* **TASK TO COMPLETE**: Sort through the material below and copy each line with "story".

* **PROVIDED RECORDS**:
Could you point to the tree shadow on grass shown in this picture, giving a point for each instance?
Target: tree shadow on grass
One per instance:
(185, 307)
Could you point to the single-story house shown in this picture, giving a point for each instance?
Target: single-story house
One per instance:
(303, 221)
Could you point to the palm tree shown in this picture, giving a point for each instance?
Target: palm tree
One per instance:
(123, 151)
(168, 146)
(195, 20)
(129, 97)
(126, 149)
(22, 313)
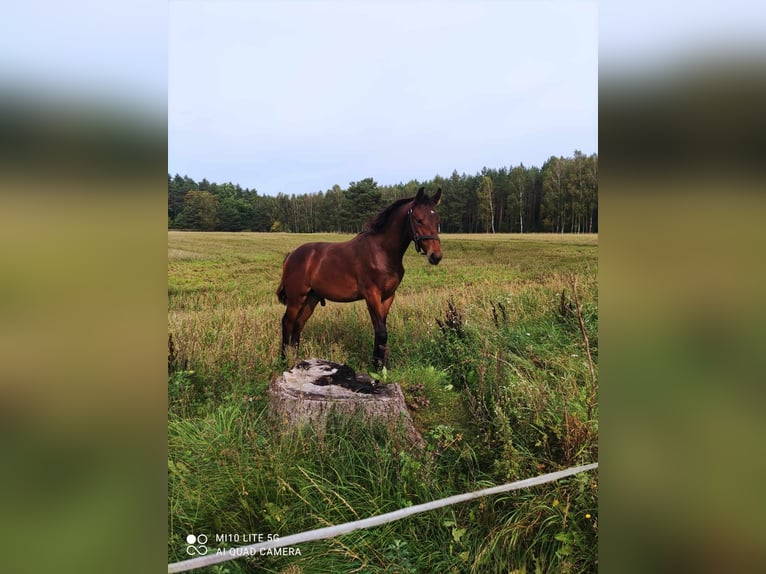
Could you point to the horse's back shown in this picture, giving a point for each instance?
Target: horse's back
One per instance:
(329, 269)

--

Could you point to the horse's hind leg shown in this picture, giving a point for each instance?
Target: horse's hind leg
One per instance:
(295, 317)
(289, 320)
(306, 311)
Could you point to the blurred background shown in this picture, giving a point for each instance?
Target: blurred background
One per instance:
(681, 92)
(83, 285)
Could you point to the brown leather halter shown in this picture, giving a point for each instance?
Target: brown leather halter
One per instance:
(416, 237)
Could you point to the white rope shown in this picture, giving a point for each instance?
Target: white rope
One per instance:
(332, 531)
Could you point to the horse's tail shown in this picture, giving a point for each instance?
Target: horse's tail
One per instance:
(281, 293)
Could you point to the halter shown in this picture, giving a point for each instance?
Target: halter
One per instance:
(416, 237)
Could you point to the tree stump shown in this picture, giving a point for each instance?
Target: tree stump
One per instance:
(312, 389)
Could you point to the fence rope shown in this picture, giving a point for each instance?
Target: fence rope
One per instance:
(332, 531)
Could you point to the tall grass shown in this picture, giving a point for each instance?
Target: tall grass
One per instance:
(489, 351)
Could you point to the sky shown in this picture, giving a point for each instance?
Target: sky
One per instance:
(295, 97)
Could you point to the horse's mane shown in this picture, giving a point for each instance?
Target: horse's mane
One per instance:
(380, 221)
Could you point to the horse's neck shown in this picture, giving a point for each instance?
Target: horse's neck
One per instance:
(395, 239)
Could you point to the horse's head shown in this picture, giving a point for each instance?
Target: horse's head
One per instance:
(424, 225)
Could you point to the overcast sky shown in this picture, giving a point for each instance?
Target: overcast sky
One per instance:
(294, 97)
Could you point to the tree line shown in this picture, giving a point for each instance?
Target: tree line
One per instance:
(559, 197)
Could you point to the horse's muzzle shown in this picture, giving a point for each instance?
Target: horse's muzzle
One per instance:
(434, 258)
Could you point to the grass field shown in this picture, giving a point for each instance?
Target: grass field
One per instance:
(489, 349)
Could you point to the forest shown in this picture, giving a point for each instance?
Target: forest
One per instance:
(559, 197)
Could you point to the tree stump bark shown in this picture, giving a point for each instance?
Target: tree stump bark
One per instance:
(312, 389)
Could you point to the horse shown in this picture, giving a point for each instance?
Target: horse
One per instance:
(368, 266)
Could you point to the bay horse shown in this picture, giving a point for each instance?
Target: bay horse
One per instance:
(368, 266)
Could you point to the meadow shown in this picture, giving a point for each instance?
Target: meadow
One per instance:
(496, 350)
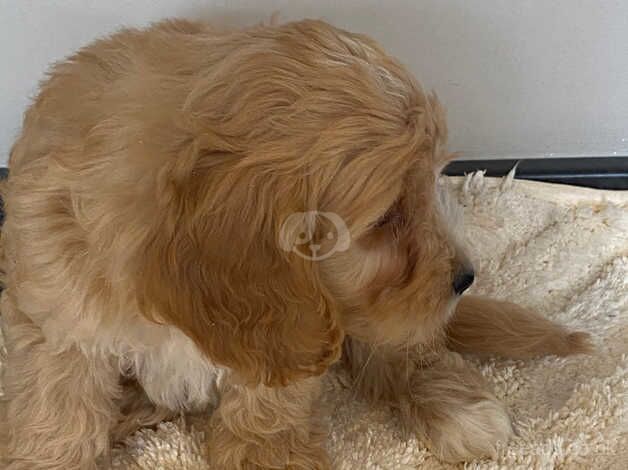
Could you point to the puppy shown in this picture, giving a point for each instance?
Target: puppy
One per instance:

* **TASK RESPONSE**:
Could you point to the single-story house shown in this picture, giving a point for each instance?
Target: single-story house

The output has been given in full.